▶ [SET EXERCISE]:
Reproduce every line of the listing below, requests included, scaling each point coordinate in the answers by 0.85 and rounding to whole numbers, with halves rounded up. Omit the pictures from your answer.

(Records excerpted from a collection)
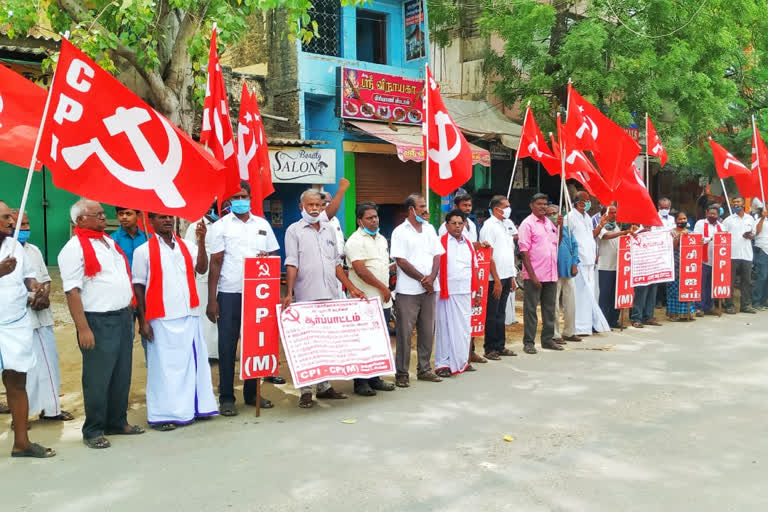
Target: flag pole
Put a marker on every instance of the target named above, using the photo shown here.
(647, 167)
(425, 128)
(519, 145)
(757, 148)
(31, 170)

▶ [THE SOLUTION]:
Target: flag pole
Put a marker on every instance of the target named above, using the photo shown here.
(550, 142)
(361, 109)
(441, 123)
(643, 126)
(26, 145)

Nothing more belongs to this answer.